***** Dataset excerpts
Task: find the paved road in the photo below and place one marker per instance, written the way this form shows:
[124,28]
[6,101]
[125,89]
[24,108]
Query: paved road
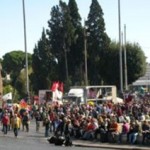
[31,141]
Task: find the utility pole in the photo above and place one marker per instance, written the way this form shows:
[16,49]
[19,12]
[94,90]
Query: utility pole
[26,54]
[85,55]
[125,61]
[120,48]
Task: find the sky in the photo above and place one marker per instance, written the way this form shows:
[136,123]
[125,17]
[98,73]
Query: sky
[135,14]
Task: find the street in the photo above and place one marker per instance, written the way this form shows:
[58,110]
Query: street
[30,141]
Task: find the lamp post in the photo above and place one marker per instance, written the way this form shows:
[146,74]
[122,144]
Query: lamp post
[125,60]
[25,47]
[85,55]
[120,48]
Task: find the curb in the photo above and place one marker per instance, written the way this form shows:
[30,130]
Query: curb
[119,147]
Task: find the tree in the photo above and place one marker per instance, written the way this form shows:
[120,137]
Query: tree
[42,64]
[98,43]
[136,63]
[13,63]
[61,31]
[76,57]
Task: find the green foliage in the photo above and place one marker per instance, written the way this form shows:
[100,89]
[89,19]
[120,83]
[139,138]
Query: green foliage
[13,63]
[76,54]
[98,43]
[136,63]
[42,64]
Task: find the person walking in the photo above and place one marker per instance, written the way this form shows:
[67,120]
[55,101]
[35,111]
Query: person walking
[5,121]
[16,122]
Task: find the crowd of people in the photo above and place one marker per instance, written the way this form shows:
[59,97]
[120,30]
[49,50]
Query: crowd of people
[105,121]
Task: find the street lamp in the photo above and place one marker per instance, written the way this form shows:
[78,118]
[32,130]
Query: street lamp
[85,55]
[25,47]
[120,48]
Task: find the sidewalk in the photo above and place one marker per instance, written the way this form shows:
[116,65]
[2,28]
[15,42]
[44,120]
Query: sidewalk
[83,143]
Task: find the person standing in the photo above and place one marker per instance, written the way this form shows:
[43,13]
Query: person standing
[5,121]
[16,122]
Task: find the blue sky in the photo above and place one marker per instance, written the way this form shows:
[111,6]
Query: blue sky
[134,13]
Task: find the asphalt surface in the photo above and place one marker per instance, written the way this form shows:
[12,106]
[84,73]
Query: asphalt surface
[36,141]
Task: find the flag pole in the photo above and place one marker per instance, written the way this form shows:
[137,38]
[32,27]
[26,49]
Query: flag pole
[26,54]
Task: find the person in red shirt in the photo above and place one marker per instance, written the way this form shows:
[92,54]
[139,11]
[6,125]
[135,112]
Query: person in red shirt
[5,121]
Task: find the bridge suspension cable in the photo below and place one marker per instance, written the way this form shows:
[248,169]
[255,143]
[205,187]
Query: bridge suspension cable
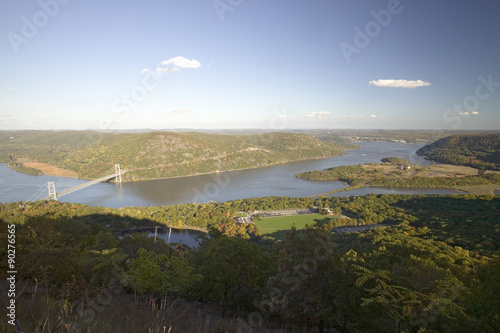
[114,172]
[37,193]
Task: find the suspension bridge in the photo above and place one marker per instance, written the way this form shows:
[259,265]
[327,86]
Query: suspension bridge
[115,172]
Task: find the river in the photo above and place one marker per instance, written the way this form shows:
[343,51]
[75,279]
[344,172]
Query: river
[278,180]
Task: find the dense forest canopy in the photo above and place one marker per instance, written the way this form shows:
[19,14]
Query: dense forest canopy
[158,154]
[432,266]
[481,151]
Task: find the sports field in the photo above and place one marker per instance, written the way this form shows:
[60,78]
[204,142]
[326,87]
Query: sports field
[277,226]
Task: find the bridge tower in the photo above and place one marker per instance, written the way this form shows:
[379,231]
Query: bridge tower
[118,178]
[52,191]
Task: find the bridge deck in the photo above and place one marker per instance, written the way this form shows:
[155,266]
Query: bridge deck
[92,182]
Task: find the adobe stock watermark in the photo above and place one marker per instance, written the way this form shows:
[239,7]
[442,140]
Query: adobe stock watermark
[31,26]
[223,6]
[212,189]
[363,38]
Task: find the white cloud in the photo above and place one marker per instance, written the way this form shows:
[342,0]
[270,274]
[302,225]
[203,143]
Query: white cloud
[181,62]
[319,114]
[327,115]
[399,83]
[167,70]
[173,65]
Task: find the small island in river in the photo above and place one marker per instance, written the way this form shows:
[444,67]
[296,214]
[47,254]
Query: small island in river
[398,172]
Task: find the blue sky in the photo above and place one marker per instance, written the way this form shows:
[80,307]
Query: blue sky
[268,64]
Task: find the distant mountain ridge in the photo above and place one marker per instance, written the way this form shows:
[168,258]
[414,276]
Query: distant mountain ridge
[480,151]
[160,154]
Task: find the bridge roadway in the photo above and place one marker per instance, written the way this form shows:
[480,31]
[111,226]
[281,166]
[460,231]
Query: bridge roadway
[92,182]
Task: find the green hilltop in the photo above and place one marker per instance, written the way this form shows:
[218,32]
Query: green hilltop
[481,151]
[159,154]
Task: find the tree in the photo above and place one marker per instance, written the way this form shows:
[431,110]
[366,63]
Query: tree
[152,273]
[233,269]
[313,286]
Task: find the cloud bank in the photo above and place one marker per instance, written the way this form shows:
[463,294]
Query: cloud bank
[399,83]
[327,115]
[173,65]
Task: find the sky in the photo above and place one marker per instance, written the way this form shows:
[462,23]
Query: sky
[236,64]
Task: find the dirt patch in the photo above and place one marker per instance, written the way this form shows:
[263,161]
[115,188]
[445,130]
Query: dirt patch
[51,170]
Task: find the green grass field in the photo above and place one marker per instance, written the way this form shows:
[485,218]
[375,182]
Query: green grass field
[277,226]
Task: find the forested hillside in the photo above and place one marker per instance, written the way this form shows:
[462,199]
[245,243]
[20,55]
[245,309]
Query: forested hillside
[432,267]
[159,154]
[481,151]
**********
Description of the task
Would you transcribe all of the entries above exactly, minus the images?

Exercise solution
Task: find the paved road in the photo below and place one marker per instance, written the way this form shows:
[124,28]
[6,101]
[125,89]
[24,108]
Query: paved road
[31,141]
Task: find the utility pole in the photo above and place one marker per instance, written the way this form shows:
[16,49]
[19,12]
[94,90]
Query: utility pole
[26,54]
[85,55]
[125,61]
[120,48]
Task: find the sky in the photo above and place one marker per instance, written the way this form shows:
[136,123]
[125,17]
[98,73]
Query: sky
[135,14]
Task: find the street in the photo above and place one marker per instance, written the way this form shows:
[58,110]
Query: street
[30,141]
Task: find the lamp post in the photo above and place one marker per instance, written the way this form shows:
[146,74]
[122,144]
Query: lamp post
[125,60]
[25,47]
[85,55]
[120,48]
Task: find the curb in the photo above and place one marker per instance, written the way this form shows:
[30,130]
Query: curb
[119,147]
Task: find the tree in the photo above and place one marker per instance, written the way this form shows:
[120,137]
Query: tree
[42,64]
[98,43]
[136,63]
[13,63]
[61,31]
[76,57]
Task: find the green foliage in the photo above and place one marker per instance, written the way this form shows:
[100,89]
[89,19]
[120,83]
[139,138]
Query: green foliage
[13,63]
[76,54]
[98,43]
[136,63]
[42,64]
Task: find the person walking in the photo above and place one marker per instance, written the way this form shows:
[67,120]
[55,101]
[35,111]
Query: person walking
[5,121]
[16,122]
Task: find the crowd of people in the photo above and place one marker per instance, written the way this form shows:
[59,97]
[120,30]
[49,50]
Query: crowd of people
[105,121]
Task: find the street lamp in the photo above and place one marker per instance, written the way this form shows:
[78,118]
[32,130]
Query: street lamp
[85,55]
[25,47]
[120,48]
Task: find the sidewalk in the photo above and place one marker per instance, written the way this form shows:
[116,65]
[2,28]
[15,42]
[44,120]
Query: sidewalk
[83,143]
Task: find the person standing in the photo above and place one marker per instance, written the way this form shows:
[43,13]
Query: person standing
[5,121]
[16,122]
Task: find the blue sky in the photo above and place one marker per instance, written the way this form shows:
[111,6]
Query: blue sky
[134,13]
Task: find the asphalt surface in the photo above and place one marker per instance, written the way this form shows:
[12,106]
[84,73]
Query: asphalt surface
[36,141]
Task: find the flag pole in the photo above and place one marker per instance, written the way this form shows:
[137,38]
[32,27]
[26,49]
Query: flag pole
[26,54]
Task: find the person in red shirt in the photo above and place one marker per instance, written the way this form shows:
[92,54]
[139,11]
[6,125]
[135,112]
Query: person in red shirt
[5,121]
Task: find the bridge suspension cable in the photo below and place one marker per instance, written the way this form shows:
[248,169]
[255,143]
[205,187]
Query: bridge suspension cable
[114,172]
[37,193]
Task: find the suspension bridge in the photo above and place one marker per instance, written the way this form shows:
[259,265]
[327,86]
Query: suspension bridge
[115,172]
Task: find the river in the photo above and place one marker per instance, written the way this form shows:
[343,51]
[75,279]
[344,172]
Query: river
[278,180]
Task: find the dense forest canopy in the photo above and place one marker per instance, written the way this form shows:
[19,14]
Query: dense forest canopy
[158,154]
[432,266]
[481,151]
Task: find the sports field in the photo above and place one marker per instance, written the way this form shows:
[60,78]
[204,142]
[326,87]
Query: sports field
[277,226]
Task: find the bridge tower in the photo above and place one marker per instance, written the way this form shows:
[379,231]
Query: bridge tower
[118,178]
[52,191]
Task: find the bridge deck in the photo above and place one marker per instance, written the way this form shows:
[155,266]
Query: bridge deck
[92,182]
Task: find the adobe stock watermark in the photo above and place one marker per instance, written the way this form shows:
[239,7]
[442,140]
Query: adobe stock watermark
[31,26]
[223,6]
[212,189]
[363,38]
Task: find the white cloud in the photo above and place one marker per instance, written the way this form shows:
[342,0]
[270,274]
[302,225]
[203,143]
Query: white cloud
[181,62]
[319,114]
[327,115]
[399,83]
[167,70]
[173,65]
Task: find the small island in river in the photo above and place one marker per instance, written the way this form shows:
[444,67]
[296,214]
[47,254]
Query: small island in river
[398,172]
Task: find the blue sky in the photo above and place one marker per instance, written the way this form shows:
[80,307]
Query: blue sky
[268,64]
Task: find the distant mountain ridge in the photo above and place one marker per instance, written the way this form shows:
[168,258]
[414,276]
Query: distant mountain ridge
[480,151]
[160,154]
Task: find the bridge roadway in the photo above and place one marker per instance, written the way this form shows:
[480,31]
[111,226]
[281,166]
[460,231]
Query: bridge roadway
[92,182]
Task: find the green hilltop in the photo above and place one marker per instance, written the way this form shows:
[218,32]
Query: green hilltop
[481,151]
[159,154]
Task: find the tree in the photo above and place one marker per instance, written the way this form shows:
[431,110]
[366,63]
Query: tree
[152,273]
[233,269]
[313,286]
Task: find the cloud bank in the photo above and place one marker per instance, written the way this form shows:
[463,294]
Query: cloud bank
[399,83]
[327,115]
[173,65]
Task: find the sky in the photo above and place one marker per instance, written the way this form shows:
[462,23]
Query: sky
[236,64]
Task: find the dirt patch in the photo above and place one marker per instance, written the way this form shows:
[263,161]
[115,188]
[445,130]
Query: dirt patch
[51,170]
Task: find the green grass field in the photo above and place one marker per instance, written the way this form shows:
[485,218]
[375,182]
Query: green grass field
[277,226]
Task: find the forested hillside in the photo above and place one marker per instance, written the way this form shows:
[462,199]
[245,243]
[20,55]
[245,309]
Query: forested hillside
[432,267]
[159,154]
[481,151]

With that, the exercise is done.